## Exercise input

+ + + + +

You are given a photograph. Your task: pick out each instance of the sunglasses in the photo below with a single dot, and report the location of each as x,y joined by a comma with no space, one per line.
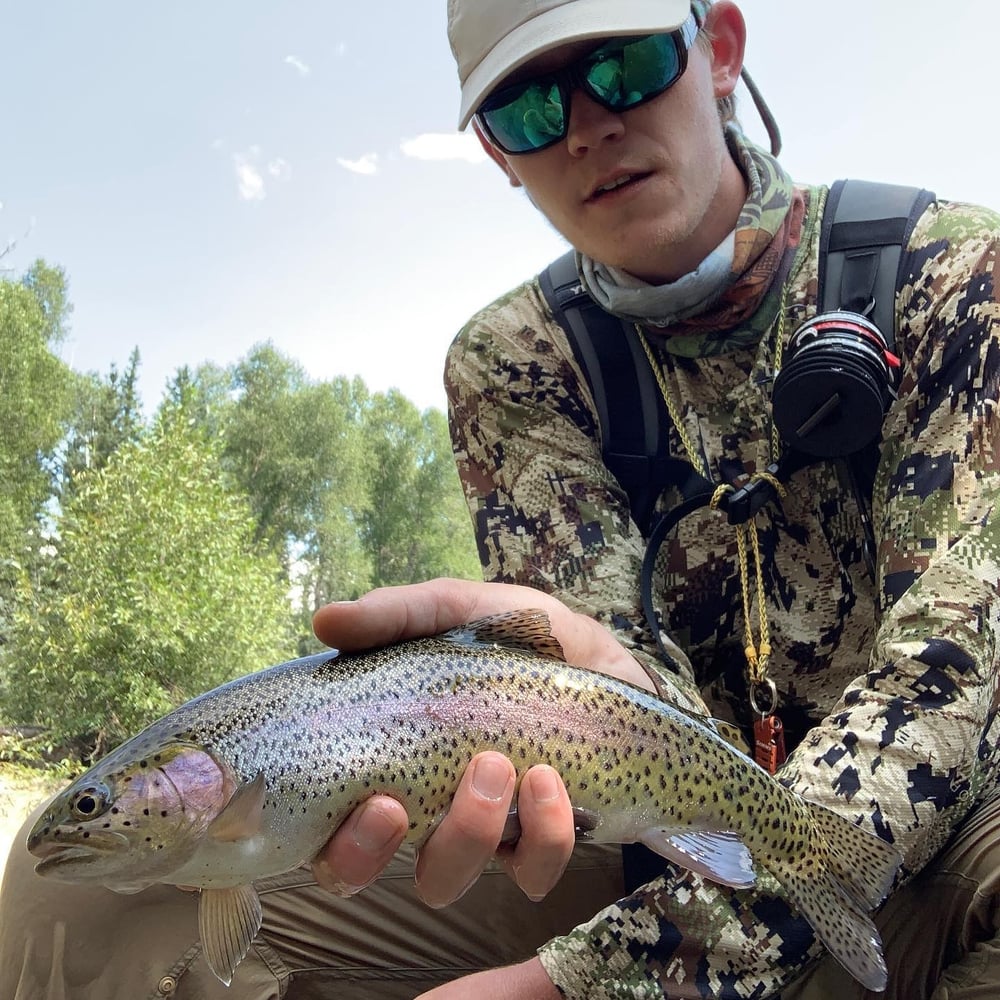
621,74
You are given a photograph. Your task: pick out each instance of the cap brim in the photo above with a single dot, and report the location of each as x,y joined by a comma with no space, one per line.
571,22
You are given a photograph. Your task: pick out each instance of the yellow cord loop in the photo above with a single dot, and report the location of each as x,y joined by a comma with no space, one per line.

+ + + + +

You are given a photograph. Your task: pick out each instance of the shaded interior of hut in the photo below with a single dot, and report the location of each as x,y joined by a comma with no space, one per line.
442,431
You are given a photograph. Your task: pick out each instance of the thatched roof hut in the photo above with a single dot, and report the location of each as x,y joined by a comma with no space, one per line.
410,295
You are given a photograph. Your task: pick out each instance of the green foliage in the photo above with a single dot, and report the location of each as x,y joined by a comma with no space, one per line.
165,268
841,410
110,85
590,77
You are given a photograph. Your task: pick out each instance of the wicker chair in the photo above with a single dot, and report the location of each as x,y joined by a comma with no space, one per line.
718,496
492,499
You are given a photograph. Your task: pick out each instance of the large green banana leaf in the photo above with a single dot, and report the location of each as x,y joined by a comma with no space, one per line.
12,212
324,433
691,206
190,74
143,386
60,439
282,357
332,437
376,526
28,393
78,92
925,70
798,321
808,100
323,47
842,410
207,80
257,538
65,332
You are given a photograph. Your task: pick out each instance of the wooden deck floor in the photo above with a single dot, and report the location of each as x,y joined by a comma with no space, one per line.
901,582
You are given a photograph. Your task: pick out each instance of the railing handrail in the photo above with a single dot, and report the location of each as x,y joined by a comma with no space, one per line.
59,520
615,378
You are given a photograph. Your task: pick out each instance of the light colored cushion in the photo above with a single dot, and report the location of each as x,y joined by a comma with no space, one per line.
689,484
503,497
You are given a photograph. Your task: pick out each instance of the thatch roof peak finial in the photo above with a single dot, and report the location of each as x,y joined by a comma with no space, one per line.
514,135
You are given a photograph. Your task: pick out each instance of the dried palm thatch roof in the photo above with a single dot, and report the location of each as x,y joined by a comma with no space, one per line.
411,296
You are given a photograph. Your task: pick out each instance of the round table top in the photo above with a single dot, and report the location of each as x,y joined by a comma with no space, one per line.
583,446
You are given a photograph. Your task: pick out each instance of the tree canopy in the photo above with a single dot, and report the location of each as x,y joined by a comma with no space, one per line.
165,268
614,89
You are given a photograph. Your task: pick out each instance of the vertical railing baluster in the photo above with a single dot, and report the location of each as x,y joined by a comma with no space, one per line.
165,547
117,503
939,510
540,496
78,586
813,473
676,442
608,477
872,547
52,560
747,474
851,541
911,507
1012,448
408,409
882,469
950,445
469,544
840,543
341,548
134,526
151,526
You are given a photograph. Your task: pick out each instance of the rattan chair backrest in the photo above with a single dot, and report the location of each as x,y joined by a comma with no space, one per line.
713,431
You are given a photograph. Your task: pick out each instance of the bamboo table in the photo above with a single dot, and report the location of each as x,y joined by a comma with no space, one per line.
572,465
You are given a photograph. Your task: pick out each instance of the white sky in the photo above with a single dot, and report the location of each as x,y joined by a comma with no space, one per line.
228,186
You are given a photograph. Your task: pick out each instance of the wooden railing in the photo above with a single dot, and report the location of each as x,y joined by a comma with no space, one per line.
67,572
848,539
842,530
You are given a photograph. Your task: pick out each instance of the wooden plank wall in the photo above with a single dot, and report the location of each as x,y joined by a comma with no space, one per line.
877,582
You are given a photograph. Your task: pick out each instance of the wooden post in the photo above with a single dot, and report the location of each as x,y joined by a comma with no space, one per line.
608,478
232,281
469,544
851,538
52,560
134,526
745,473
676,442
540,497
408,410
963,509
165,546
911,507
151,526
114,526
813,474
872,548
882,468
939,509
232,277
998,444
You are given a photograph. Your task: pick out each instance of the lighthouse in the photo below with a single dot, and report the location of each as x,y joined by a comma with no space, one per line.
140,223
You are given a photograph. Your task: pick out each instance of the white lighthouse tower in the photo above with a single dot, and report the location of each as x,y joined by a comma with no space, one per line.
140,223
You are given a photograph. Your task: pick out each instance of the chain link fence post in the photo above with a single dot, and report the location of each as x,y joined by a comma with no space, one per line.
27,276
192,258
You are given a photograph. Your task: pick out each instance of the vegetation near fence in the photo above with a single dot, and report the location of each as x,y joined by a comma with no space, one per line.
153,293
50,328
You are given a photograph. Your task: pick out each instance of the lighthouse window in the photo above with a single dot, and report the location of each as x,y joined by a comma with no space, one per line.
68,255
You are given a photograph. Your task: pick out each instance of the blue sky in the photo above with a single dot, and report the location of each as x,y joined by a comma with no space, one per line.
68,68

+ + + + +

## Requirement
Set down word for word the lines above from the one with "of the sunglasses" up to and including the one with "of the yellow". Omit every picture.

## Exercise response
You are given a photograph. Your task: pick out each instance of the sunglasses in the photo below with a single dot, and report the location of each as x,y joined by a comma with no space, one per line.
621,74
You are given a photograph. Your task: pick out each instance of the cap brim in the photo above with a single dot, and report the location of each as x,y joined by a comma with no space, one per line.
571,22
You are given a photograph. Your task: pick out each instance of the yellow cord loop in the photo above with a single dot, and report the location of each as x,y joined by a comma with no space, one per line.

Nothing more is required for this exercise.